**AUSGEWÄHLTER AUSZUG**
■ ■ ■ ■ ■ ■ ■
Die Mittelalter-Historikerin Dr. Sita Steckel vom Exzellenzcluster „Religion und Politik“ hat für ein religionsgeschichtliches Forschungsprojekt ein Dilthey Fellowship erhalten. Diese Förderung ermöglicht exzellenten jüngeren Wissenschaftlern, neue, interdisziplinär relevante Felder zu erschließen. Sie wird gemeinsam von der Volkswagen Stiftung und der Fritz Thyssen Stiftung im Rahmen der Initiative „Pro Geisteswissenschaften“ vergeben. Die Förderung von mehr als einer halben Million Euro erlaubt es Steckel, über fünf Jahre hinweg zur Grundlegung eines europäischen Diskurses religiöser Diversität im 13. Jahrhundert  zu forschen, eine eigene Nachwuchsgruppe zu bilden und internationale Netzwerke aufzubauen.

Unter dem Arbeitstitel „Diversitas religionum“ hinterfragt die Historikerin ältere Ansichten, die dem christlichen Mittelalter als Inbegriff statischer vormoderner Religiosität ein abstraktes Wissen über „Religionen“ absprachen, genau wie die Fähigkeit zur Thematisierung religiöser Diversität. Steckel zufolge entstand um den Begriff der religiones, der im Spätmittelalter zumeist „Orden“ oder „religiöse Lebensformen“ bezeichnete, schon im 12. und 13. Jahrhundert eine breite Debatte um die Unterschiedlichkeit religiöser Lebensformen. Nicht zuletzt habe man um die Rolle der Frauen in der Kirche und die Moral der Priester gestritten.
■ ■ ■ ■ ■ ■ ■
**EINTRÄGE**
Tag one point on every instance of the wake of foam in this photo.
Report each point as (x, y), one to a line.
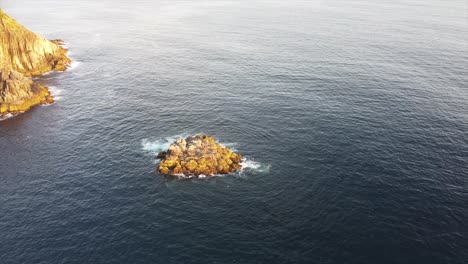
(56, 92)
(7, 116)
(254, 166)
(159, 145)
(73, 65)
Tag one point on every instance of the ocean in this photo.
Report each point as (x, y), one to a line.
(352, 114)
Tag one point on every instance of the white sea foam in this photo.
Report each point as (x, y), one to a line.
(248, 166)
(251, 165)
(162, 144)
(73, 65)
(56, 92)
(7, 116)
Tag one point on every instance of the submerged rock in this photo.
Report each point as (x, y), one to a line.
(197, 155)
(23, 54)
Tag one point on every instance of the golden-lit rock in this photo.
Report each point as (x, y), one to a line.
(23, 54)
(198, 155)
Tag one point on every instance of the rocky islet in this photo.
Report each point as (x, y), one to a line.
(198, 155)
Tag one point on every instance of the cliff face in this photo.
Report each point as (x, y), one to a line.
(22, 54)
(18, 93)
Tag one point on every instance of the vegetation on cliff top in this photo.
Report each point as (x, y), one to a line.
(24, 53)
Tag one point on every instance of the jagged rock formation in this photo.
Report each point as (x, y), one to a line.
(23, 54)
(198, 155)
(18, 93)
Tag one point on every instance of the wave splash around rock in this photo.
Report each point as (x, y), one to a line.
(198, 155)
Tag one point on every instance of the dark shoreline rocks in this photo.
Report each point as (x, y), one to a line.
(24, 54)
(198, 155)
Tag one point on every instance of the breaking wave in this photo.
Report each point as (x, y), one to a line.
(248, 166)
(7, 116)
(56, 92)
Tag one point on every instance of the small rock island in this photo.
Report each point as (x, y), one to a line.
(23, 54)
(198, 155)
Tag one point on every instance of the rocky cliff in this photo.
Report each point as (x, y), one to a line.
(23, 54)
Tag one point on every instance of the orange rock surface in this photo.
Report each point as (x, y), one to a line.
(22, 54)
(197, 155)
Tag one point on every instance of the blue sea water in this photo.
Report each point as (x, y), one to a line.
(353, 116)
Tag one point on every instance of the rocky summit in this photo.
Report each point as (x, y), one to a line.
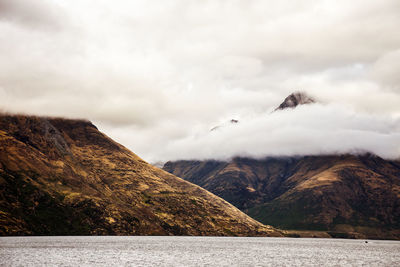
■ ■ ■ ■ ■ ■ ■
**AUFGABENSTELLUNG**
(1) Geben Sie aus dem Auszug über Sita Steckels Forschungsprojekt den Wortlaut von „Unter dem Arbeitstitel“ bis einschließlich „der Priester gestritten.“ unverändert wieder.
(2) Schreiben Sie den Text über Sita Steckels Forschung zur religiösen Diversität im Mittelalter im Anschluss an seinen letzten Satz weiter.

**ERWARTETE AUSGABEN**
(1)
Unter dem Arbeitstitel „Diversitas religionum“ hinterfragt die Historikerin ältere Ansichten, die dem christlichen Mittelalter als Inbegriff statischer vormoderner Religiosität ein abstraktes Wissen über „Religionen“ absprachen, genau wie die Fähigkeit zur Thematisierung religiöser Diversität. Steckel zufolge entstand um den Begriff der religiones, der im Spätmittelalter zumeist „Orden“ oder „religiöse Lebensformen“ bezeichnete, schon im 12. und 13. Jahrhundert eine breite Debatte um die Unterschiedlichkeit religiöser Lebensformen. Nicht zuletzt habe man um die Rolle der Frauen in der Kirche und die Moral der Priester gestritten.

(2)
Mittelalterliche Polemik hat ähnliche Funktionen wie heutige Debatten

Mittelalterliche Polemik hat nach Einschätzung der Wissenschaftlerin ähnliche Funktionen wie heutige Debatten: „Aufgeregte Polemik ist fast immer Teil des Umgangs mit Veränderungen im religiösen Bereich. Sie bewirkt meist die Entwicklung von Beurteilungskriterien und schafft so besseres Wissen über andere religiöse oder soziale Gruppen. Doch genauso werden Feindbilder verstärkt. Aus historischer Sicht darf es nicht darum gehen, diese Prozesse zu verharmlosen – wir müssen sie verstehen, in ihren negativen wie positiven Auswirkungen. Denn sie setzen sich letztlich bis heute fort.“

Das neue Forschungsprojekt widmet sich der innerchristlichen Polemik des 13. Jahrhunderts, die sich als zunehmend verflochten mit Argumenten gegen Häretiker, Heiden, Juden und Muslime erweist. Sie legt damit auch Fundamente für spätere Kategorien der Wahrnehmung von „Religionen“: Steckel vermutet, dass sich im Europa des 13. Jahrhundert, einer Zeit der Verwissenschaftlichung und Wissenssammlung, ein richtiggehendes Wissensarchiv zur Religionswahrnehmung formierte. Seit dem Spätmittelalter und der Reformation um weitere Elemente angereichert, habe sich dieses Wissen schließlich in den europäischen Missionen verbreitet und diente offenbar bis weit in die Neuzeit als Bezugspunkt religiöser Polemiken. Diese Prozesse sollen in der Projektarbeit erforscht und in der Zusammenarbeit mit Kolleginnen und Kollegen aus dem In- und Ausland in größere Bezüge gestellt werden. Die starke Verknüpfung von religiöser Polemik mit Alltags- und Geschlechtergeschichte macht das Thema nach Steckels Ansicht auch für die Lehre interessant.

Sita Steckel promovierte 2006 an der Ludwig-Maximilians-Universität München und forscht seit 2008 selbständig am Exzellenzcluster, unterbrochen von Gastaufenthalten an der Harvard University in den USA und in Paris. Sie forscht derzeit im Cluster-Projekt C5 „Häresie und Politik. Normbegründung und Verfahrensformen in innerkirchlichen Großkontroversen des 12. bis 14. Jahrhunderts“. (ska)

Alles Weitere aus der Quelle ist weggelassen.